:: THE REQUEST ::
Begin at the line that contains "If you would be willing to indicate the sunglasses" and stop at the end of the material; reproduce only those lines in full, requests included. Shift every coordinate in the answers by -89.
### AVAILABLE RECORDS ###
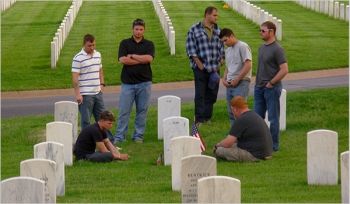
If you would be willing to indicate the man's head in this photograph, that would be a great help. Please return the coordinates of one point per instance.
(89, 43)
(238, 106)
(267, 30)
(138, 28)
(211, 15)
(106, 120)
(227, 37)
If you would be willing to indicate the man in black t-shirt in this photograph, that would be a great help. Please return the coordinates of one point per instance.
(249, 138)
(94, 137)
(136, 54)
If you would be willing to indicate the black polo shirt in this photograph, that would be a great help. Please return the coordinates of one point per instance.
(134, 74)
(86, 142)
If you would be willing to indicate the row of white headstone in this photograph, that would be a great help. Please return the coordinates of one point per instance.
(329, 7)
(63, 31)
(255, 14)
(43, 177)
(322, 161)
(166, 23)
(5, 4)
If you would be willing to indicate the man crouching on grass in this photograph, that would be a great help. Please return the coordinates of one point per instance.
(249, 138)
(94, 137)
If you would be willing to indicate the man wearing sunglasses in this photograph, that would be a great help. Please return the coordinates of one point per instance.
(272, 68)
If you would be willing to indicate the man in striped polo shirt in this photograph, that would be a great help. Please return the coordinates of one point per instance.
(88, 81)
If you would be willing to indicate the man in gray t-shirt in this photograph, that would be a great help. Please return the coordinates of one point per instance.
(238, 72)
(249, 138)
(272, 68)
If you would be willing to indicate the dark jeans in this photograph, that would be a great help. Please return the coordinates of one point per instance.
(204, 96)
(269, 99)
(100, 157)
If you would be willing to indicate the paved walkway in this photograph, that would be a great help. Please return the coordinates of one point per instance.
(22, 103)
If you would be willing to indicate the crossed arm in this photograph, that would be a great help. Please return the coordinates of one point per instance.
(133, 59)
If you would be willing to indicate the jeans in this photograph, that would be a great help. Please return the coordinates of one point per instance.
(140, 94)
(269, 99)
(205, 97)
(242, 89)
(91, 104)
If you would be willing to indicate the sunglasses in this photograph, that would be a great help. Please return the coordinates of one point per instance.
(264, 31)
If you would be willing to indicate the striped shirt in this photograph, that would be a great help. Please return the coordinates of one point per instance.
(88, 68)
(209, 51)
###
:: COMPLETED TASK ::
If you would be willing to indicate the sunglasses in this photograph, that would be a great help. Please return the coordinates of one point per instance.
(175, -58)
If you would be willing to indicate the striped shirt in this photograph, that would be a great help. Please return the coordinates of one point per instance.
(-1, -21)
(120, -38)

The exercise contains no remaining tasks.